> [RECORDS FOR THIS EXERCISE]:
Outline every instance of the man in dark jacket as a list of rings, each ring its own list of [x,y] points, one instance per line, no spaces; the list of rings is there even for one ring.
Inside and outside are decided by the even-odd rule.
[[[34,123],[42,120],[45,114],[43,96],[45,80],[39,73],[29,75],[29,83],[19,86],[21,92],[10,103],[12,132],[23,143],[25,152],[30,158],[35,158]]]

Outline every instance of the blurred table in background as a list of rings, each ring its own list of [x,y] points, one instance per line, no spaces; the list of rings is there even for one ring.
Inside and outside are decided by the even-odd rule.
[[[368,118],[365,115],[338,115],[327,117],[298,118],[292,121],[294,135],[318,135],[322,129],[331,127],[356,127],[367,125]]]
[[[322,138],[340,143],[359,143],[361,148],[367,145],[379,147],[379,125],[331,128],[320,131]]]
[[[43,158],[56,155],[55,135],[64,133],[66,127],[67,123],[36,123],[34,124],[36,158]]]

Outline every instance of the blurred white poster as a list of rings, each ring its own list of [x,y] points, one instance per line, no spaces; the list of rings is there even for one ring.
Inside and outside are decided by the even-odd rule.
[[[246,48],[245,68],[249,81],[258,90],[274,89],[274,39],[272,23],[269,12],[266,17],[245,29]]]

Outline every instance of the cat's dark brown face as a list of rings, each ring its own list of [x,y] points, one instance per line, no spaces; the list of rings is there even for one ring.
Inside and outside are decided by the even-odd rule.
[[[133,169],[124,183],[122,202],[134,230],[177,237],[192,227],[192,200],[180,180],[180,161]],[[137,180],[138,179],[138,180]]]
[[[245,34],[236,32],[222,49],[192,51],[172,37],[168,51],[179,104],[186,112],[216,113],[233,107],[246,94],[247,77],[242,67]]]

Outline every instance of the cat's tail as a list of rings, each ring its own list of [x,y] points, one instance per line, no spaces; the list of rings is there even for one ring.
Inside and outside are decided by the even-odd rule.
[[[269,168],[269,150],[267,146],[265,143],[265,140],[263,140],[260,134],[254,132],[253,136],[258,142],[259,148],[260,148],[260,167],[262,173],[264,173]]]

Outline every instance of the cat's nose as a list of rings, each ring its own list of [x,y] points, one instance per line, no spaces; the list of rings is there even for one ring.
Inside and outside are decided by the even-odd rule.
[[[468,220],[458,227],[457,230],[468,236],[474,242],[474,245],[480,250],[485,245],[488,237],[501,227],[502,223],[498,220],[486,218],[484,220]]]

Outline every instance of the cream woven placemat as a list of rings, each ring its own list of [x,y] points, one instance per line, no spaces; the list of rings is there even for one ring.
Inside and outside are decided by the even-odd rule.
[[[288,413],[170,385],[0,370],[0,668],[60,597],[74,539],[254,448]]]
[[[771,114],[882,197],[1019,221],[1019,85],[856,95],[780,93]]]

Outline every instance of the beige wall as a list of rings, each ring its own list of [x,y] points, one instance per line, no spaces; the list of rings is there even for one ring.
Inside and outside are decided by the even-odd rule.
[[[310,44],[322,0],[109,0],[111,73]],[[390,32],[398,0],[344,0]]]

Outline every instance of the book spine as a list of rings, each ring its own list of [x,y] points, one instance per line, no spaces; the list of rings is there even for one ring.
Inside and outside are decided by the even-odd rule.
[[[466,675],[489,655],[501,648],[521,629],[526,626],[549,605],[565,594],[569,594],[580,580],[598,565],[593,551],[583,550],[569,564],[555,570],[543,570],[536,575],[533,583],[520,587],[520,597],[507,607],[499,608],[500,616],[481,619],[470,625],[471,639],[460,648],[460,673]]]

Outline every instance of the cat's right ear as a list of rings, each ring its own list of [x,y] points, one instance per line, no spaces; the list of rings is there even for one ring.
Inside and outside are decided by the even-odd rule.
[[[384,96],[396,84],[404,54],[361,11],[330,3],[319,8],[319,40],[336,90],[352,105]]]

> [EXERCISE INSTRUCTIONS]: Rewrite all of the records above with "cream woven placemat" changed to "beige woven placemat", leaving everything else unchanged.

> [EXERCISE ANSWER]:
Outline every instance of the man in dark jacket as a list of rings, each ring its own list of [x,y] points, one instance per line, no spaces; the list of rings is there even for one ring.
Inside and outside are decided by the even-odd rule.
[[[34,123],[42,120],[45,114],[43,96],[45,80],[39,73],[29,75],[29,83],[19,86],[21,92],[10,103],[12,132],[23,143],[25,152],[30,158],[35,158]]]

Outline every instance of the blurred table in background as a list of rings, each ring its own list of [x,y] points, one instance per line, no spaces; the list of rings is there even for one ring.
Inside and outside are decided by the even-odd rule.
[[[368,118],[365,115],[338,115],[327,117],[298,118],[292,121],[294,135],[318,135],[322,129],[331,127],[356,127],[367,125]]]
[[[322,138],[340,143],[359,143],[361,148],[367,145],[379,147],[379,125],[331,128],[320,131]]]
[[[43,158],[56,155],[55,135],[64,133],[66,127],[67,123],[36,123],[34,124],[36,158]]]

Outline every instance of the blurred white poster as a list of rings, each ring its own list of [x,y] points, one instance per line, no spaces; the list of rings is there even for one ring.
Inside and outside are decided by the even-odd rule.
[[[246,48],[245,68],[249,81],[258,90],[274,89],[274,39],[272,23],[269,12],[266,17],[245,29]]]

Outline every instance of the cat's dark brown face as a list of rings, each ring its own list of [x,y] points, one instance per line, no spaces; the list of rings is there even for one ring.
Inside and outside are decided by the even-odd rule.
[[[133,169],[124,183],[122,202],[134,230],[177,237],[192,227],[192,200],[180,180],[180,161]],[[137,180],[138,179],[138,180]]]
[[[245,34],[236,32],[222,49],[192,51],[172,37],[168,51],[179,104],[186,112],[216,113],[233,107],[246,94],[247,77],[242,67]]]

Outline every instance of the cat's tail as a list of rings, each ring its own list of [x,y] points, one instance per line, no spaces; the list of rings is there even for one ring.
Inside and outside are decided by the even-odd rule.
[[[269,168],[269,150],[267,146],[265,143],[265,140],[263,140],[260,134],[254,132],[253,136],[258,142],[259,148],[260,148],[260,167],[262,173],[264,173]]]

Outline every instance of the cat's nose as a list of rings, each ring its own list of [x,y] points, one instance per line, no spaces; the list of rings is there even for one ring.
Inside and outside are decided by the even-odd rule.
[[[468,220],[458,227],[457,230],[468,236],[474,242],[474,245],[480,250],[485,245],[488,237],[501,227],[502,223],[498,220],[486,218],[484,220]]]

Outline every instance of the beige woven placemat as a list of rings, each ring its own list of [x,y] points, one instance per line, no spaces; the list of rings is there even for one ring.
Inside and outside are decided by the even-odd rule.
[[[288,413],[170,385],[0,370],[0,668],[60,597],[74,539],[254,448]]]
[[[771,114],[882,197],[1019,221],[1019,85],[856,95],[780,93]]]

Outline every instance of the beige wall as a list of rings, each ring its own list of [x,y] points, one instance per line, no spaces; the list of rings is there even for one ring.
Inside and outside are decided by the even-odd rule.
[[[310,44],[322,0],[109,0],[111,73]],[[390,32],[398,0],[344,0]]]

Outline every instance of the book spine as a list of rings, each ring its own list of [x,y] points, one instance per line, no spaces; the list of rings is there even for one ring.
Inside and outside are decided by the even-odd rule.
[[[466,675],[489,655],[501,648],[521,629],[526,626],[549,605],[565,594],[569,594],[580,580],[598,565],[593,551],[583,550],[569,564],[555,570],[543,570],[536,575],[533,583],[520,587],[520,597],[507,607],[499,608],[500,616],[481,619],[470,625],[471,639],[460,648],[460,673]]]

Outline every instance of the cat's right ear as a list of rings, each ring its own list of [x,y] points, one instance per line, no spaces; the list of rings is there even for one ring.
Inside and outside are decided by the even-odd rule.
[[[384,96],[396,84],[404,54],[361,11],[330,3],[319,8],[319,40],[336,90],[352,105]]]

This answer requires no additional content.